- _AIM_:
Rewrite the stretch of items below from the first one through the line that contains "left=211, top=241, right=226, bottom=298", both ends included, keeping every request and increasing each bounding-box coordinate in the answers by 29. Omit the pictures.

- _RECORDS TO USE_:

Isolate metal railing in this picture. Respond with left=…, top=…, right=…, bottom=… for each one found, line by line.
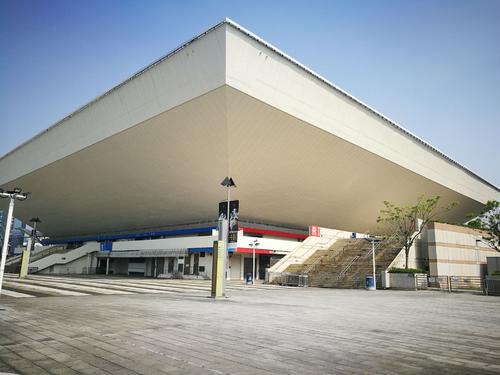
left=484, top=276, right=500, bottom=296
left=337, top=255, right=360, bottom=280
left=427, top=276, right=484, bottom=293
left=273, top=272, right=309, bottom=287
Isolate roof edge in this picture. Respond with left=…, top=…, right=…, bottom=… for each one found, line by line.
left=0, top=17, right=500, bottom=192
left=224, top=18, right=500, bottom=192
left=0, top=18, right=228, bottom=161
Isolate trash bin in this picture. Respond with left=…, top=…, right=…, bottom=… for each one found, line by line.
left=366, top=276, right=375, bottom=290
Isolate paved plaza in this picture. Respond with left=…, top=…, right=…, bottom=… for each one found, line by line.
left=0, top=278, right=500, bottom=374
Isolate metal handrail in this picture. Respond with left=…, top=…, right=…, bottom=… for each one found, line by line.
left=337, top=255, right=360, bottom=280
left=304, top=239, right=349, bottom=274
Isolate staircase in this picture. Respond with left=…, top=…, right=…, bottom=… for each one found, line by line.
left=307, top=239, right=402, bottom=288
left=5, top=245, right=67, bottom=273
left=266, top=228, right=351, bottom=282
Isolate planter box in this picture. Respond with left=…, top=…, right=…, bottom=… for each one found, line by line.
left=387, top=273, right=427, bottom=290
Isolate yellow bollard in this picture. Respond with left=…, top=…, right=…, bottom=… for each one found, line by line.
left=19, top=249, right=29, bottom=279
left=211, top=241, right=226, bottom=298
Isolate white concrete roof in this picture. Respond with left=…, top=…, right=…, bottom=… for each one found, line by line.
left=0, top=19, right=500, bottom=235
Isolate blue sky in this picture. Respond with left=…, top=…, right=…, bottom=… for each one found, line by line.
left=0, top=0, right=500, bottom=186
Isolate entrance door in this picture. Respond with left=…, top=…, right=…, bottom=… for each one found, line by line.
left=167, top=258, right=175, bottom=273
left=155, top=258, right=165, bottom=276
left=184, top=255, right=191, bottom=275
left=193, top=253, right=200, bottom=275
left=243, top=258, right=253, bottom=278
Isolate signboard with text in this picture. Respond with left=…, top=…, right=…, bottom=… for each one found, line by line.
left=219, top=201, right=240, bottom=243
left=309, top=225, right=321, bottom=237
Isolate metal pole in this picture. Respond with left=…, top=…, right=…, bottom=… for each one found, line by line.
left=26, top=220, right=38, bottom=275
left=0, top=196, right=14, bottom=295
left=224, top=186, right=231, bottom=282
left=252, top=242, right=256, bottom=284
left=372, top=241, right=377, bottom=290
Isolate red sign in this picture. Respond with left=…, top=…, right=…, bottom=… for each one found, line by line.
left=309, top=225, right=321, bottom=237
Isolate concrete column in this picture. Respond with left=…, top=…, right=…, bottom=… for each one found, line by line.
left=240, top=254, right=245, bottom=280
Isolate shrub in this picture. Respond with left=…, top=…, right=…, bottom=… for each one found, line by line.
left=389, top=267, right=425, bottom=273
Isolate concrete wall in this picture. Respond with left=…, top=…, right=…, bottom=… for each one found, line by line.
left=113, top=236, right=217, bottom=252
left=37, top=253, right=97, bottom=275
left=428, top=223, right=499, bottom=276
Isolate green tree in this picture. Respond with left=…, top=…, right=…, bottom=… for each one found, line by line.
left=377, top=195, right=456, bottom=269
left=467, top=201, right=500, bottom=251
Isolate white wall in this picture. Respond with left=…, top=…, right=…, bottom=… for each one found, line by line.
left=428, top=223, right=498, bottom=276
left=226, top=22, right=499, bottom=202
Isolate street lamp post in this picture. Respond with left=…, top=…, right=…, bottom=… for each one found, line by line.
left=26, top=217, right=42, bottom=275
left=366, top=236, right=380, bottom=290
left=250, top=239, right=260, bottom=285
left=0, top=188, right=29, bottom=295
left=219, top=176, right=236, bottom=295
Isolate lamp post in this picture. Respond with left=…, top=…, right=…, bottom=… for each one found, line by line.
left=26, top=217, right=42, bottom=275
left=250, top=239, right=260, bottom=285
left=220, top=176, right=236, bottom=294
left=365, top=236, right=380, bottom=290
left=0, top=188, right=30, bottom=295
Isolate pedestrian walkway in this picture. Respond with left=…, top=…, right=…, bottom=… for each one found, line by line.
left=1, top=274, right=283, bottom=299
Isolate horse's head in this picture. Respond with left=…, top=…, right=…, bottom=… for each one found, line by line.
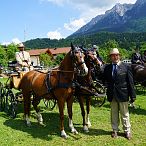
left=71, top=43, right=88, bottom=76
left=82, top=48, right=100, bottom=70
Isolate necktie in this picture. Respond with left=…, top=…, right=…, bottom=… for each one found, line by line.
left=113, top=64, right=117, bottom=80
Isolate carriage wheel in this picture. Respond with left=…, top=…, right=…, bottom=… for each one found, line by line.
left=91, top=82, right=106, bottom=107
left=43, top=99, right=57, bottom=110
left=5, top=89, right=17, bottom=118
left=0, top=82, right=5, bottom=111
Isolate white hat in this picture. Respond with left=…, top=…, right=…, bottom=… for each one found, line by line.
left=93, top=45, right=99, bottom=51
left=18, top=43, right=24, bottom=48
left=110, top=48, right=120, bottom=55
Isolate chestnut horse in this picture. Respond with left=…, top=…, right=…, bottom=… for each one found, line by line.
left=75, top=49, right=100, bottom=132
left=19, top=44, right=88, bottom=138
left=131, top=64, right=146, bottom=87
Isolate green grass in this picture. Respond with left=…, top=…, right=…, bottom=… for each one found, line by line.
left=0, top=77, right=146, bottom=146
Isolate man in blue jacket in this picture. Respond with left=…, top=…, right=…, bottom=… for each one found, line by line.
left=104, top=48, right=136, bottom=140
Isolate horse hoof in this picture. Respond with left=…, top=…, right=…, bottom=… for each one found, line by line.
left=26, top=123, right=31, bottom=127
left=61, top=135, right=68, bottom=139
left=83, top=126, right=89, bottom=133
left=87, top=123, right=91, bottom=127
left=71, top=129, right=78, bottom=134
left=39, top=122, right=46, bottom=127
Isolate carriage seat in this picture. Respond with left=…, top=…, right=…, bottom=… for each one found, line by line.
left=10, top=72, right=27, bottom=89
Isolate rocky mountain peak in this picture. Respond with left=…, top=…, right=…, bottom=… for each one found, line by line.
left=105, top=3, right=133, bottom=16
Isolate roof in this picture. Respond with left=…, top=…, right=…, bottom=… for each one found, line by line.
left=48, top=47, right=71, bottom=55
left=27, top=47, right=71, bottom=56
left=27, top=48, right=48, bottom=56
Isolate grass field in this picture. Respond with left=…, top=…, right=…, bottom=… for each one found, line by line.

- _OUTPUT BELOW_:
Isolate metal railing in this picture. Respond with left=…, top=…, right=…, bottom=… for each one found, line by line.
left=513, top=305, right=529, bottom=325
left=366, top=284, right=389, bottom=309
left=456, top=305, right=513, bottom=322
left=302, top=301, right=338, bottom=316
Isolate roof edge in this picture. Respond with left=…, top=…, right=…, bottom=… for each one found, line by line.
left=29, top=46, right=529, bottom=221
left=253, top=47, right=529, bottom=221
left=29, top=47, right=257, bottom=190
Isolate trash bin in this picture. Respond with left=…, top=…, right=…, bottom=… for each one found, line by line.
left=395, top=305, right=404, bottom=319
Isolate paved plaza in this picture. Respond with left=…, top=…, right=…, bottom=… for each one found, line by line.
left=29, top=307, right=529, bottom=403
Isolate metal handrail in this picture. Respond with left=…, top=…, right=…, bottom=… for each one found, line by line.
left=366, top=284, right=389, bottom=309
left=333, top=268, right=378, bottom=303
Isolate staircase in this picture. Respond with left=…, top=…, right=…, bottom=… for each one found, line by line.
left=336, top=268, right=431, bottom=317
left=34, top=274, right=96, bottom=302
left=295, top=257, right=380, bottom=311
Isolate planter box in this picture. Respond with left=…, top=…, right=…, bottom=… for each one found, line by line.
left=416, top=302, right=456, bottom=319
Isolate yellow bollard in this picture. Respond with left=…, top=…, right=…, bottom=… for each one found, line by line.
left=48, top=278, right=58, bottom=308
left=240, top=270, right=255, bottom=327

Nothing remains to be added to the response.